Study text Start Marker
Individuals aged 60 and older are most at risk for severe WNV infection. Researchers say this could be down to impairments in the early immune response to the virus.
Study author Michael Diamond, of Washington University in St. Louis, and colleagues found that many important components of the early immune response to the West Nile Virus (WNV) were impaired in elderly mice, which may explain why elderly people are more vulnerable to the virus.
WNV is most common in Africa, Europe, the Middle East, North America and West Asia. The virus is primarily transmitted to humans through the bite of an infected mosquito.
Around 70-80% of people who become infected with WNV will not experience symptoms, while around 20% of infected people may experience fever, diarrhea, headache, rash, body aches, joint pains and vomiting.
In less than 1% of cases, WNV can cause neurological illness, such as encephalitis or meningitis. Symptoms include headache, fever, disorientation, tremors, coma, muscle weakness and paralysis. Death occurs in around 10% of severe WNV cases.
While serious illness from WNV can occur in individuals of any age, the elderly are most at risk. "In the elderly, the virus crosses the blood-brain barrier at increased frequency and infects neurons of the brain and spinal cord; this is associated with a 5-10% case-fatality rate," note Diamond and colleagues.
For their study, the team sought to determine the mechanisms underlying elderly individual's vulnerability to WNV.
Early specific immune response to WNV weaker in elderly mice
The researchers infected 4-month-old mice (the equivalent to young adults) and 18-month-old mice (the equivalent to elderly adults) with WNV.
Compared with younger mice, the older mice were three times more likely to die from WNV infection. What is more, the virus levels in the brains of older mice were 20 times higher than those of the younger mice.
- Birds are the natural host of WNV - mosquitoes become infected by feeding on infected birds
- Though there is a vaccine to protect horses against WNV, there is currently no vaccine to protect humans against the virus
- The majority if WNV infections in the US occur between June and September.
The researchers compared and analyzed the immune response to WNV infection of the older mice with that of the younger mice.
Study text End Marker
Records Start Marker
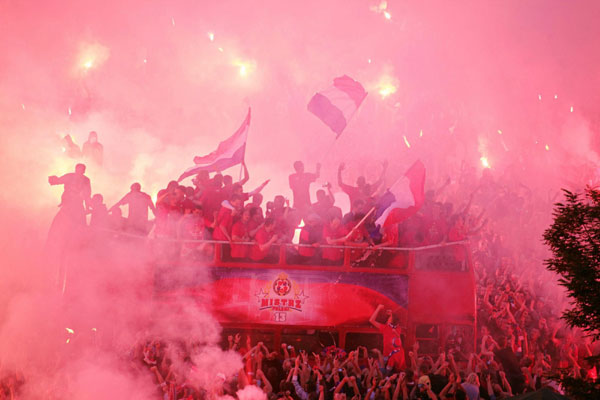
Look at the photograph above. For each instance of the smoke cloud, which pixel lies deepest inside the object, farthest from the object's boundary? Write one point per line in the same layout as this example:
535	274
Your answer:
512	82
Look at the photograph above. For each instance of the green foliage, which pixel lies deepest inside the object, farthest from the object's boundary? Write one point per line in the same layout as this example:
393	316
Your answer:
574	239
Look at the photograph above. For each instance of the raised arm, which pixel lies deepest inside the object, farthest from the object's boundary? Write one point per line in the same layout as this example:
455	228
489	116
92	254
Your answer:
246	174
259	189
381	179
341	184
122	202
373	319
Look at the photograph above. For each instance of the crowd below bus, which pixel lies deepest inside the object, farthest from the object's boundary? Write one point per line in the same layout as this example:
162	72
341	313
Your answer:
521	342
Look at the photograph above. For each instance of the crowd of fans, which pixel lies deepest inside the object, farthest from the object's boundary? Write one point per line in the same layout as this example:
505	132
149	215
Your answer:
521	340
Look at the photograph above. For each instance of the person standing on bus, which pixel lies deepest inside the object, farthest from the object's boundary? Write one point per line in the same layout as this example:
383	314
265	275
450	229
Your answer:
138	203
299	183
392	342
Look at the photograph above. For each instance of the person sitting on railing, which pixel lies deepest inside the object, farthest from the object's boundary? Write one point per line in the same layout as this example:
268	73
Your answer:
191	228
116	220
282	214
324	203
262	250
227	189
310	236
256	220
334	233
362	190
229	209
359	235
138	204
169	210
358	207
392	341
300	183
99	213
380	257
212	198
240	233
201	182
436	227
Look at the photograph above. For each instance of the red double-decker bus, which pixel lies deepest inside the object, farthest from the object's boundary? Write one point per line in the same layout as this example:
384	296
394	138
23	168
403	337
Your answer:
430	290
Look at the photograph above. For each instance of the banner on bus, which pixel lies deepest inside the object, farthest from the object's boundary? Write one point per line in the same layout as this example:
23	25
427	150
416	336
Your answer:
298	297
Records End Marker
_Your tasks_
1. In the West Nile Virus article, how much higher were virus levels in the brains of the older mice than in the younger mice?
2. Rewrite the West Nile Virus article's text starting with "For their study, the" and going on through "June and September.", replacing "horses" with "cattle".
These rows play no part in the work on the West Nile Virus article.

_Responses_
1. They were 20 times higher.

2.
For their study, the team sought to determine the mechanisms underlying elderly individual's vulnerability to WNV.
Early specific immune response to WNV weaker in elderly mice
The researchers infected 4-month-old mice (the equivalent to young adults) and 18-month-old mice (the equivalent to elderly adults) with WNV.
Compared with younger mice, the older mice were three times more likely to die from WNV infection. What is more, the virus levels in the brains of older mice were 20 times higher than those of the younger mice.
- Birds are the natural host of WNV - mosquitoes become infected by feeding on infected birds
- Though there is a vaccine to protect cattle against WNV, there is currently no vaccine to protect humans against the virus
- The majority if WNV infections in the US occur between June and September.